→ **WHAT THIS TASK INVOLVES**:
Filter the data for "checker" and copy matching lines.

(Records from a collection)
============
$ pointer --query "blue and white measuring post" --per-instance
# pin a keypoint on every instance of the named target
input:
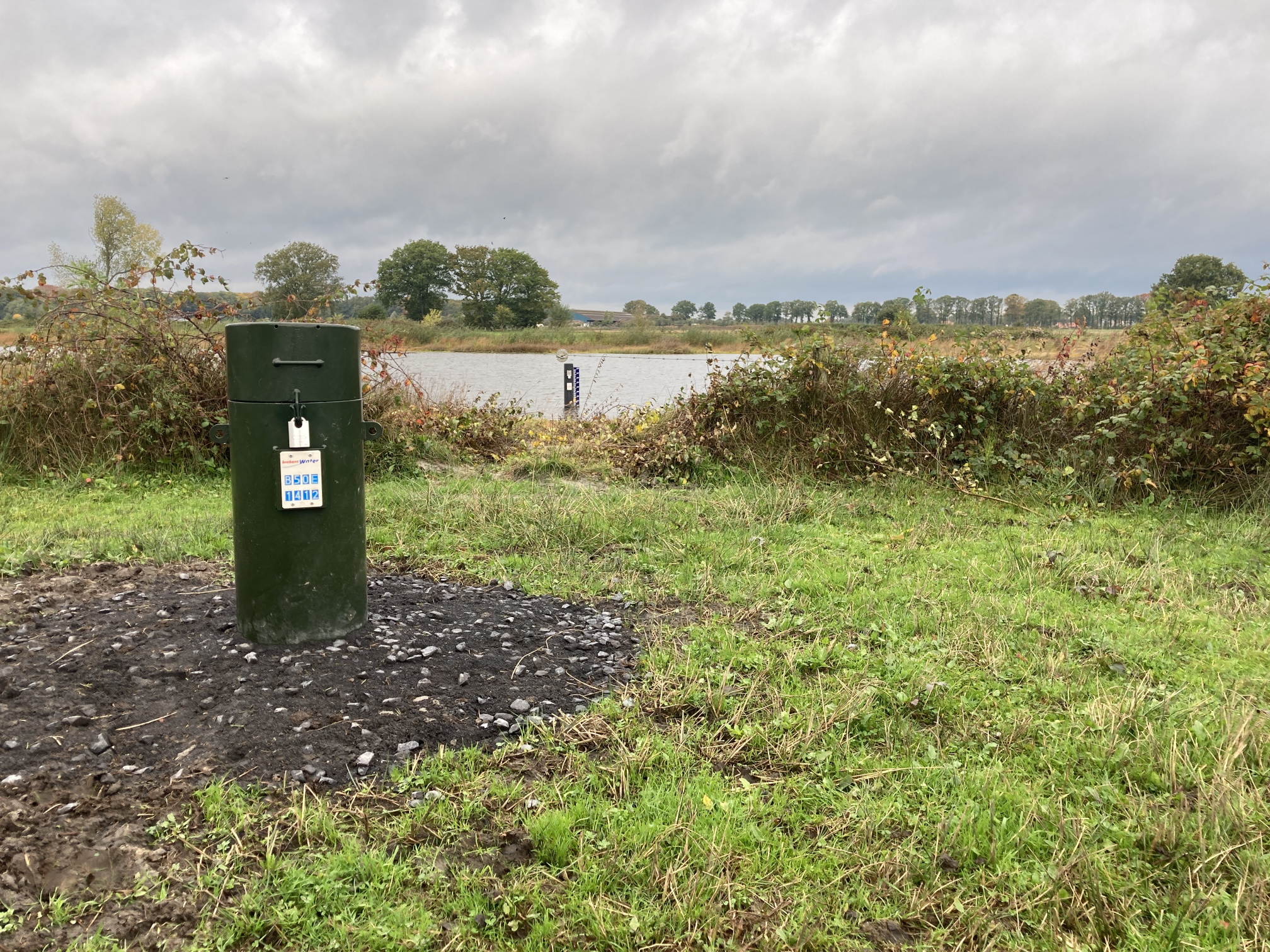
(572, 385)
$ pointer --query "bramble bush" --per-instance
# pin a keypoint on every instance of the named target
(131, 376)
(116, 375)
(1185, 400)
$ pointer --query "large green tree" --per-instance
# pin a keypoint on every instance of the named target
============
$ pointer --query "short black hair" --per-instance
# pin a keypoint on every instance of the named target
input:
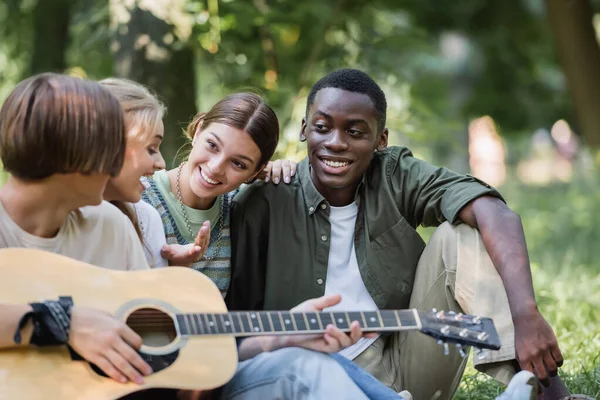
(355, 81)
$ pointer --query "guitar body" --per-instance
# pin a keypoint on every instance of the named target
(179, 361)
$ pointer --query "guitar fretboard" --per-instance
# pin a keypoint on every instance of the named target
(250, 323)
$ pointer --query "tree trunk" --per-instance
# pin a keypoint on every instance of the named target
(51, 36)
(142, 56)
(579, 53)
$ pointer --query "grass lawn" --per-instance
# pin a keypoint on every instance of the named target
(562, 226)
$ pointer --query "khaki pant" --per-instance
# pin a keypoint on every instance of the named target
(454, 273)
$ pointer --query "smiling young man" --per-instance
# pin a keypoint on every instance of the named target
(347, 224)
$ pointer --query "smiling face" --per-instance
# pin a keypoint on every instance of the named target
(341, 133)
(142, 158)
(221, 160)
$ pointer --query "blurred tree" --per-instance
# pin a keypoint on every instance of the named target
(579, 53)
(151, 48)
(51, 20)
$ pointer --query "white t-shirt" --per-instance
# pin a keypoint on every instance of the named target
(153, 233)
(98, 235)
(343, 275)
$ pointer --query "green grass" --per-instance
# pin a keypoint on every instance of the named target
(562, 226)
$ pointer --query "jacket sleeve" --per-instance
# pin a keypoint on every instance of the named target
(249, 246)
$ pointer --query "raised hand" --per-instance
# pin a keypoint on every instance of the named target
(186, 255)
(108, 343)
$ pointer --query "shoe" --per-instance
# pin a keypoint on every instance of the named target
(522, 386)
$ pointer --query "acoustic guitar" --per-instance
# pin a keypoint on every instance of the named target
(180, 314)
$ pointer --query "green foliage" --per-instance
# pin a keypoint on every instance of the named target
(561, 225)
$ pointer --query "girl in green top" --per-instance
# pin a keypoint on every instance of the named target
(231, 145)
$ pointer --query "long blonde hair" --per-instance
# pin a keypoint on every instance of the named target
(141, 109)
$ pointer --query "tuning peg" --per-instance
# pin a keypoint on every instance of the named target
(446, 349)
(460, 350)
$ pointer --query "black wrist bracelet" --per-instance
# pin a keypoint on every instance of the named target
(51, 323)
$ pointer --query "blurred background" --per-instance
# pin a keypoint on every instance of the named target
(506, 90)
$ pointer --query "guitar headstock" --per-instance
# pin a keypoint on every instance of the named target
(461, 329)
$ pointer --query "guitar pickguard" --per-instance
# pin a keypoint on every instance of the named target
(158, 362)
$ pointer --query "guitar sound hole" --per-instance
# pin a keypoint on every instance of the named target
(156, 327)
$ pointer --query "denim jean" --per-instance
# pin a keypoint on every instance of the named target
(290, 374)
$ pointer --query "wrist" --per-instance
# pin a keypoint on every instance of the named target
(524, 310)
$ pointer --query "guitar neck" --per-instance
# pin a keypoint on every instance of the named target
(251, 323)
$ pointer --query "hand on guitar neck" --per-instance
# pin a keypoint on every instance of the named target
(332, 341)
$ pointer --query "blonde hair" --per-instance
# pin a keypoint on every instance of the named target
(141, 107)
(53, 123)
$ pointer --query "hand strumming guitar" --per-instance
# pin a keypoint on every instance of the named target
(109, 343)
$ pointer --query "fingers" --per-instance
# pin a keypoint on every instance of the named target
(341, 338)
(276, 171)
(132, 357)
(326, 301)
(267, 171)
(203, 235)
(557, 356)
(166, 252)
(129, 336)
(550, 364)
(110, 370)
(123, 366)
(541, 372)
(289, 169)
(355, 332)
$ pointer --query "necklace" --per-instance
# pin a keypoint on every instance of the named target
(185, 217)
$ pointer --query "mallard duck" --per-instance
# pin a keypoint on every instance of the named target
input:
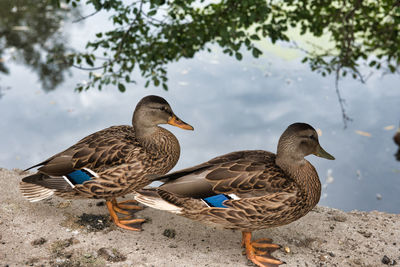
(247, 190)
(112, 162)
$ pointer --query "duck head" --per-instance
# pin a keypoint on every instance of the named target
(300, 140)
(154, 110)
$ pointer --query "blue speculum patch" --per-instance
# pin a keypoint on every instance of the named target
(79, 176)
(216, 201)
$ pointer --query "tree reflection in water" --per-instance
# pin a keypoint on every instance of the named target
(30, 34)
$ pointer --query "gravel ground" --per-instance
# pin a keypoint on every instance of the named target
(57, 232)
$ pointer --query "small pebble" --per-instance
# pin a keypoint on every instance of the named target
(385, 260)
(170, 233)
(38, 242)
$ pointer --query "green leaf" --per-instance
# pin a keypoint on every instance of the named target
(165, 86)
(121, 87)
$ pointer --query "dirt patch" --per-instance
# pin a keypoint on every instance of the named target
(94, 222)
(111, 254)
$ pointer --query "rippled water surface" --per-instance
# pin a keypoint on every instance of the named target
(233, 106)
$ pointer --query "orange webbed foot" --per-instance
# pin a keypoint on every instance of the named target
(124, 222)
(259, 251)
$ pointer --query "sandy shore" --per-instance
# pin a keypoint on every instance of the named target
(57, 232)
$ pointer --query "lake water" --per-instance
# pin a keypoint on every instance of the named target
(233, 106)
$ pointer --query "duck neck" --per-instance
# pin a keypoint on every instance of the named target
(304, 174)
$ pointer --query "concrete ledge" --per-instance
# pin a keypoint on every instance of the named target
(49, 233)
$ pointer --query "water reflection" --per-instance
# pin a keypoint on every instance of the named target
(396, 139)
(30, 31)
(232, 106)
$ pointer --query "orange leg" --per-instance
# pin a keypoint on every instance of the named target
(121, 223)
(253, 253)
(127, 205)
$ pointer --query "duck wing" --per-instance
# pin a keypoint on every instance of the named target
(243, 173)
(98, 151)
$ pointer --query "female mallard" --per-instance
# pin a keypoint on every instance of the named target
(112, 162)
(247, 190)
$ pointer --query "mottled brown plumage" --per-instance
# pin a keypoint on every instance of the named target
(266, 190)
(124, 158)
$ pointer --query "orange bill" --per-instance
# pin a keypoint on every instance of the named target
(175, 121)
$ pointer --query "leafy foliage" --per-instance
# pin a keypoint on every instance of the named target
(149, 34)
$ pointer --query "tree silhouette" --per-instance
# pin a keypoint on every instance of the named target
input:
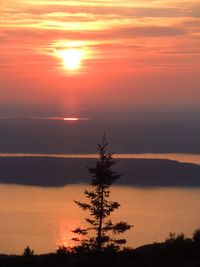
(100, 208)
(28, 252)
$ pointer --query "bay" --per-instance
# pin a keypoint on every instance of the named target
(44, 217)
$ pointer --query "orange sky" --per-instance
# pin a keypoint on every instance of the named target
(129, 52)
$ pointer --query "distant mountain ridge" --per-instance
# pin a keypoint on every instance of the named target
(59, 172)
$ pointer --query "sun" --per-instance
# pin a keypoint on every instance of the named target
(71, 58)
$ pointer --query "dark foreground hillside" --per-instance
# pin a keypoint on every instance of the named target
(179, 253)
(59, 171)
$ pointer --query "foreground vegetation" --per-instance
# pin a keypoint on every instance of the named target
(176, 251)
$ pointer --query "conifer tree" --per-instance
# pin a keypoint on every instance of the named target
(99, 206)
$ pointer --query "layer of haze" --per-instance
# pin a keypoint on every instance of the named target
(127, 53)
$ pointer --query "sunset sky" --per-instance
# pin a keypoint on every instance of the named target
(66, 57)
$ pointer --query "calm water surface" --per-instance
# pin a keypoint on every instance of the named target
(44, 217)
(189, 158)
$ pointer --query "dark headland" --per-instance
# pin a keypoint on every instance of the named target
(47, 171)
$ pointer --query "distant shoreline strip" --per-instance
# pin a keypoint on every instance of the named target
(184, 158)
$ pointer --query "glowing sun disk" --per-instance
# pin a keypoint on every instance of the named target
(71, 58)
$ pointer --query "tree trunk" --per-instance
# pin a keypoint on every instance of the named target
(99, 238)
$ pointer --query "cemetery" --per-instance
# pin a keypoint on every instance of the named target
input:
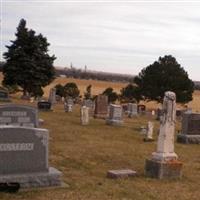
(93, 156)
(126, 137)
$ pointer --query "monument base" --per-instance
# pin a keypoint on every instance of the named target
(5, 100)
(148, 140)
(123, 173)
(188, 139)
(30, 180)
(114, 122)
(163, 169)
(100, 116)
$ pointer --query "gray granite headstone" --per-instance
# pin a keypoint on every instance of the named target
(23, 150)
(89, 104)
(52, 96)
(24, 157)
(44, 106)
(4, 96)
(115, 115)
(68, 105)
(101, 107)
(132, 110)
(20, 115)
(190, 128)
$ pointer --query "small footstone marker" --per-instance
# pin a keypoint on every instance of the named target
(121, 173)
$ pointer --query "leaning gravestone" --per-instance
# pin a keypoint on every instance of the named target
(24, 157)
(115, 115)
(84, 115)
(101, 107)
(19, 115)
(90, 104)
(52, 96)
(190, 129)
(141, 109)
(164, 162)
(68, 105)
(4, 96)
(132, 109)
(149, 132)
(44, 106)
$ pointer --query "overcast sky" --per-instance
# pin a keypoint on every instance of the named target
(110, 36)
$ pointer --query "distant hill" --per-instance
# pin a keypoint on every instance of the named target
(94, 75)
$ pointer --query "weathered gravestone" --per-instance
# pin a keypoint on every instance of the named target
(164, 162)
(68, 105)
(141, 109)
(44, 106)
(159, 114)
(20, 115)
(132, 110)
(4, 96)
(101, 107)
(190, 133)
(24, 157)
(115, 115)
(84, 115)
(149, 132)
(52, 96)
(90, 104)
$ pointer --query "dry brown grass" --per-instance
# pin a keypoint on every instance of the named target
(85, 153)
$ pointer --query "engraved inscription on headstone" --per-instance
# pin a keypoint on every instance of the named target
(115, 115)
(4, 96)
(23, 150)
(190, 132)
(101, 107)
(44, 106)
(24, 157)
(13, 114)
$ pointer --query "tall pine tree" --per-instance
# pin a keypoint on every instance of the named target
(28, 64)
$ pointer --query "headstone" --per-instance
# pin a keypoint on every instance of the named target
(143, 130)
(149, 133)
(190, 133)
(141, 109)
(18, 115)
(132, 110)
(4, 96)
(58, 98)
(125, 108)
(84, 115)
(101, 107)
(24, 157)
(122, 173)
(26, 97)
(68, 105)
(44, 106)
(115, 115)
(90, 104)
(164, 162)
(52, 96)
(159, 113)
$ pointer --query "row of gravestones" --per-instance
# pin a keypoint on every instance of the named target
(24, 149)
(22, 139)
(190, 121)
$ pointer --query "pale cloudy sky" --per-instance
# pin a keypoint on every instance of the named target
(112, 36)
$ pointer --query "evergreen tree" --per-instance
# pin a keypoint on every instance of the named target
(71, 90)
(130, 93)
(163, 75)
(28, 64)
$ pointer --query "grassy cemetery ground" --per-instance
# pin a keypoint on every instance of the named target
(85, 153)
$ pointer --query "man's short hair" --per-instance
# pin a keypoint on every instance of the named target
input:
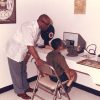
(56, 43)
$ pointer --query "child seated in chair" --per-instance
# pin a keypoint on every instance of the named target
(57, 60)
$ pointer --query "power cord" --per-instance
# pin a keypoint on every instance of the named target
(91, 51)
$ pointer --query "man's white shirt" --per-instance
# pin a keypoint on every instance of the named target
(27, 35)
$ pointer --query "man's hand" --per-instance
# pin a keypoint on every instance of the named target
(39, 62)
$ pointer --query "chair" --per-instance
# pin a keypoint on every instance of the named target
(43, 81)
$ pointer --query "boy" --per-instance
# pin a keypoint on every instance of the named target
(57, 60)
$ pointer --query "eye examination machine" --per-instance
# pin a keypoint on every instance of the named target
============
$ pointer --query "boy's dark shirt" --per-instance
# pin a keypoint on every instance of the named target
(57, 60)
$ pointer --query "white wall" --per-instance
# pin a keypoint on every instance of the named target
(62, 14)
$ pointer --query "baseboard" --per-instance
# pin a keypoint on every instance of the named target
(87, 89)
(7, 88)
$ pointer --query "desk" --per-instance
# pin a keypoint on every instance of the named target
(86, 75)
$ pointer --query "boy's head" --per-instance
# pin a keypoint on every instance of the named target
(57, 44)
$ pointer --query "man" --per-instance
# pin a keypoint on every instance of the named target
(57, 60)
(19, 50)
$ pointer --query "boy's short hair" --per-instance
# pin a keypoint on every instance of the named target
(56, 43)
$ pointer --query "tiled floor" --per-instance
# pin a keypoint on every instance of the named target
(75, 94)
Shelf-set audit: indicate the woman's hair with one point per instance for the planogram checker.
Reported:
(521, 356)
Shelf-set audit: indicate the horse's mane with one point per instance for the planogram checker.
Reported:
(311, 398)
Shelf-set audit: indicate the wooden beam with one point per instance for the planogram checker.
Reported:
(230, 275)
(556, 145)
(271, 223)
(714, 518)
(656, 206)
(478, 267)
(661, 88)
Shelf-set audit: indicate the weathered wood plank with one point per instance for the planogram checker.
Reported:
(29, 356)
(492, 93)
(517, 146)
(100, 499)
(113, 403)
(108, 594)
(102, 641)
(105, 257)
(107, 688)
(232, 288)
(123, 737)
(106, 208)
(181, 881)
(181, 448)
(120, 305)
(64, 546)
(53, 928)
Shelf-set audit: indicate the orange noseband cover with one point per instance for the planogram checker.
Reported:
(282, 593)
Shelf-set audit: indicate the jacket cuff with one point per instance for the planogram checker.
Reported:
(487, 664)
============
→ **FINAL ANSWER**:
Shelf-set audit: indicate the woman's hair with one point per instance for the planogram checker.
Shelf-set audit: indicate the horse's mane with one point per instance for the planogram checker.
Shelf-set audit: indicate the wooden beam with one point per instance for the planogram checker.
Shelf-set audit: indicate the weathered wood plank with one point per instance for the planogram checker.
Shelf-set audit: indicate the orange noseband cover with one point per instance for the planogram checker.
Shelf-set audit: indicate the jacket cuff with one point per instance for the planogram checker.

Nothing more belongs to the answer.